DIRECTIONS — From the line that includes "Task: tag every instance of the traffic" to the last line of the records, inclusive, repeat each line exactly.
+++ EXTRACTED MATERIAL
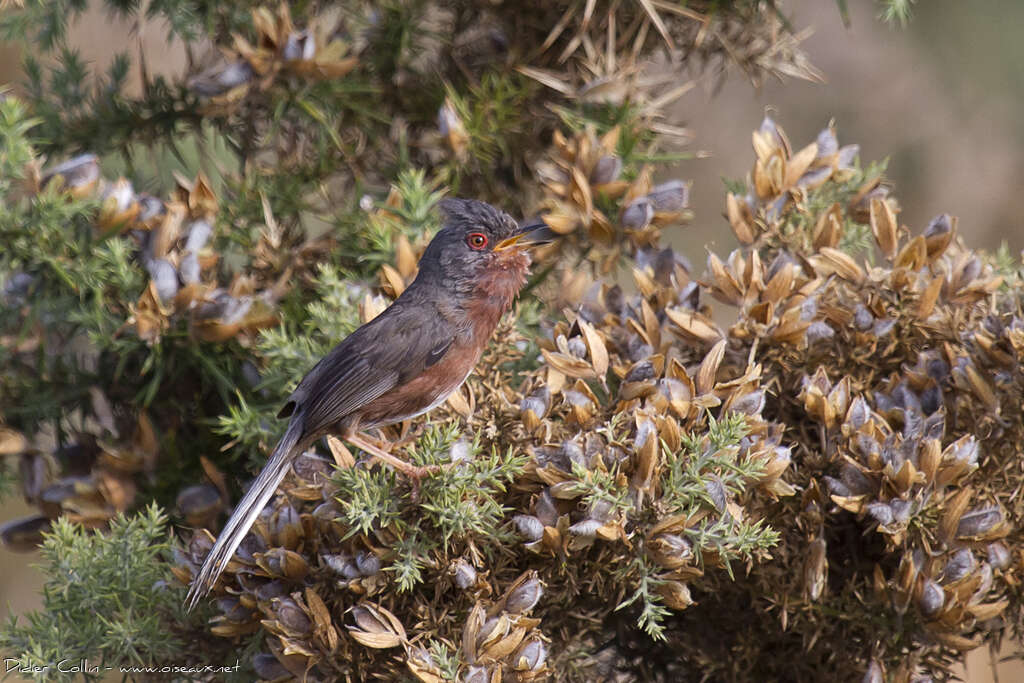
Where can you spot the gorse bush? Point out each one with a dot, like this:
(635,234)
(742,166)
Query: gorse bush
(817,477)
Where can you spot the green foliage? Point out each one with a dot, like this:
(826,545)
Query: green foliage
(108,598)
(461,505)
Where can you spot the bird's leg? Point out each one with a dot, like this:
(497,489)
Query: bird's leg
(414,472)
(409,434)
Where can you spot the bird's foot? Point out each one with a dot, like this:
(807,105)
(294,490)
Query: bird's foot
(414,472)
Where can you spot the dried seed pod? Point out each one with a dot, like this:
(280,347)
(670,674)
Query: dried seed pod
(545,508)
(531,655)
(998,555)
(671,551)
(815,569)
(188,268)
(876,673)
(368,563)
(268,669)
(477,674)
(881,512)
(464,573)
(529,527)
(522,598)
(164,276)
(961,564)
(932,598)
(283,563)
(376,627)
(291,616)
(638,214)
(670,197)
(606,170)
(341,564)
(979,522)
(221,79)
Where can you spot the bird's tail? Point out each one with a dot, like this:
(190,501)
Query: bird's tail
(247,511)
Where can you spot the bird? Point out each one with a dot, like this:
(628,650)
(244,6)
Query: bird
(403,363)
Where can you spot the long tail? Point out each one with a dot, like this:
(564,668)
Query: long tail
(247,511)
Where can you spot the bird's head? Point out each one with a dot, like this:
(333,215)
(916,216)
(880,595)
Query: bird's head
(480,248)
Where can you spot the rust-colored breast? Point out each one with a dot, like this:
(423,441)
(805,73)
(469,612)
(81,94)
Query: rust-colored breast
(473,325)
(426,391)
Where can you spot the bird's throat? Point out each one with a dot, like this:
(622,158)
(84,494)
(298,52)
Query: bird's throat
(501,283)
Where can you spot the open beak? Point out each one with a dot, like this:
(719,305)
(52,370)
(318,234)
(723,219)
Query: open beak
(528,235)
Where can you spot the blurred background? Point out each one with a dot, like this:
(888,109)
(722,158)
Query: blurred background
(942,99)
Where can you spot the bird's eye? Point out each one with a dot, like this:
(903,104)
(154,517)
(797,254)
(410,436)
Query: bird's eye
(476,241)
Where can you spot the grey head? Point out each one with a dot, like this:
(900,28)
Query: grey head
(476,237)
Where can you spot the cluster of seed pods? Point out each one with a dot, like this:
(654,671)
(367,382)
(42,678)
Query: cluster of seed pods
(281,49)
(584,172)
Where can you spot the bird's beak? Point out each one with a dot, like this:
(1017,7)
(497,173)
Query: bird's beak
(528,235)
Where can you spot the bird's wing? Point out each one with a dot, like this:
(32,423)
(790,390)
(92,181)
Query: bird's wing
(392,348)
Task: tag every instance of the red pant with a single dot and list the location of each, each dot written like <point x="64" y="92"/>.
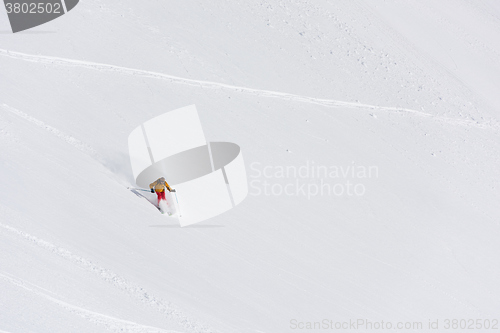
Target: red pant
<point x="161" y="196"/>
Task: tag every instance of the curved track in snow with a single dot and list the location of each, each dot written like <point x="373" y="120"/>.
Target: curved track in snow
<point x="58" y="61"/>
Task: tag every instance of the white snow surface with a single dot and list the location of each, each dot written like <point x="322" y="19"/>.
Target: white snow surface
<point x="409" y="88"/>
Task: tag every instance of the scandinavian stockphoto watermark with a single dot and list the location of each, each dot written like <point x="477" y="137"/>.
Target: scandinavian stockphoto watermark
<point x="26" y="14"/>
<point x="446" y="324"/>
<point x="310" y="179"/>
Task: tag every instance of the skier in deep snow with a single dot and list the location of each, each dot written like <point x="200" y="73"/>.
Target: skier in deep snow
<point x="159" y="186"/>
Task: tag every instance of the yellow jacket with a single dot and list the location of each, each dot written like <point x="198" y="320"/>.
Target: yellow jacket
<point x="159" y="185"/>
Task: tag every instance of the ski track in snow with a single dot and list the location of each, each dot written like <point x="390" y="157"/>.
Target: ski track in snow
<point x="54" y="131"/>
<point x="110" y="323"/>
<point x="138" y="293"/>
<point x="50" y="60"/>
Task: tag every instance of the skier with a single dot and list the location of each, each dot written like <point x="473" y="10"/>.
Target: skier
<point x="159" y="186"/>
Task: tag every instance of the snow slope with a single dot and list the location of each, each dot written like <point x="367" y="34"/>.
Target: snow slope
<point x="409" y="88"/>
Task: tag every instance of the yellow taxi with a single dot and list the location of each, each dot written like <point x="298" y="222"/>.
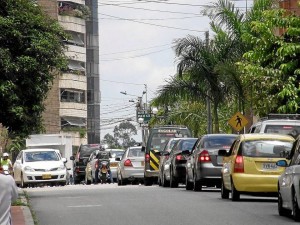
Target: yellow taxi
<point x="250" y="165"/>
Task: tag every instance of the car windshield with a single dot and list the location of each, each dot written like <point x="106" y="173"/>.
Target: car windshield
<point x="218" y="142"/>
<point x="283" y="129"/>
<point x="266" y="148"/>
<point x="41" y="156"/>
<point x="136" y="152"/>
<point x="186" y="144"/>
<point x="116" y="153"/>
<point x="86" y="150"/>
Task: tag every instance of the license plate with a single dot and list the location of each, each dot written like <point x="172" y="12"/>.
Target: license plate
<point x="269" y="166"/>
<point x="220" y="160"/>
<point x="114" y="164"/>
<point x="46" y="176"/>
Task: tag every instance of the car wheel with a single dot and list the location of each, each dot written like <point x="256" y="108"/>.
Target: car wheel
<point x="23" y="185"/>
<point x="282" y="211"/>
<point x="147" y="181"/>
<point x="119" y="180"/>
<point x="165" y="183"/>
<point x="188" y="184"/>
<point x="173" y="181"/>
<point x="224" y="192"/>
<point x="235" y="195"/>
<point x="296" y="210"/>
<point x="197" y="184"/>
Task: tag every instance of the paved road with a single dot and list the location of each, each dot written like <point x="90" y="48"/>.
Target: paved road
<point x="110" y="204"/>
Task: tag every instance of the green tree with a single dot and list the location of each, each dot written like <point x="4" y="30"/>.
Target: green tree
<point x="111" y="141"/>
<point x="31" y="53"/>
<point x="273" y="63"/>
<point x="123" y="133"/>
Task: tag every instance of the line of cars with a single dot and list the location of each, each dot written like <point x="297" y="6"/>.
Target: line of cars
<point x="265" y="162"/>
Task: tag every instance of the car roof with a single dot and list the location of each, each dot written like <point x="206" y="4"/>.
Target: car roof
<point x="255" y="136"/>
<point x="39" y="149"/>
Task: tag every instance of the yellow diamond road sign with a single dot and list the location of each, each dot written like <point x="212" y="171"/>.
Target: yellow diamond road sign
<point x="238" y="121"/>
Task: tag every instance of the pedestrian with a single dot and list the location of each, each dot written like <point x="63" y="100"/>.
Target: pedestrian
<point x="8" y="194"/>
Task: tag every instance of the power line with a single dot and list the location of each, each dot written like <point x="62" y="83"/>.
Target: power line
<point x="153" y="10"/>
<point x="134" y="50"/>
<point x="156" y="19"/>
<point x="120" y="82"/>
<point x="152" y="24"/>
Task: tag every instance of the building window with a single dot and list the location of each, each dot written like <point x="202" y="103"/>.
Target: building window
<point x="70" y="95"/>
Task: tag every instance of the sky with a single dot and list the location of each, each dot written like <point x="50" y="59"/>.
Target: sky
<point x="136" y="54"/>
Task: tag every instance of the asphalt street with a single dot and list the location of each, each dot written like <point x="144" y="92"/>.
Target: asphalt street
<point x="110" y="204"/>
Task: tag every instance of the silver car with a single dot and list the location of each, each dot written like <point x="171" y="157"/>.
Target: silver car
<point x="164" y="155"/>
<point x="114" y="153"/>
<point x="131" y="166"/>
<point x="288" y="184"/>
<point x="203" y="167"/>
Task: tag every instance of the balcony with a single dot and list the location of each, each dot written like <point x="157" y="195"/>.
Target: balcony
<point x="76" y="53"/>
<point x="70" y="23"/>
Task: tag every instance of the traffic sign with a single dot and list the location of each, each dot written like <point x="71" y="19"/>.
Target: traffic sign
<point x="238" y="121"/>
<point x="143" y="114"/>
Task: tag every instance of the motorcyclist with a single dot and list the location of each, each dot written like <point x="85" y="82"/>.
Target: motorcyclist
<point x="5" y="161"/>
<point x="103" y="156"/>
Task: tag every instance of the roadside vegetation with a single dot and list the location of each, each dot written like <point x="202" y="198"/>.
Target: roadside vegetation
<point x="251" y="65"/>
++++++
SOLUTION TO THIS EXERCISE —
Task: tag every instance of the traffic sign with a single dot and list the location of each, each dot written like <point x="71" y="19"/>.
Target: traffic sign
<point x="238" y="121"/>
<point x="143" y="114"/>
Task: tag every instance of the motorcyclist with a single dot and list the location of each, each dot written like <point x="85" y="82"/>.
Target: motorcyclist
<point x="5" y="161"/>
<point x="103" y="156"/>
Task: tag every instance of the roadside vegetation with a single dot and list the location of each, each dot written like <point x="202" y="198"/>.
Target: roadside vegetation
<point x="251" y="65"/>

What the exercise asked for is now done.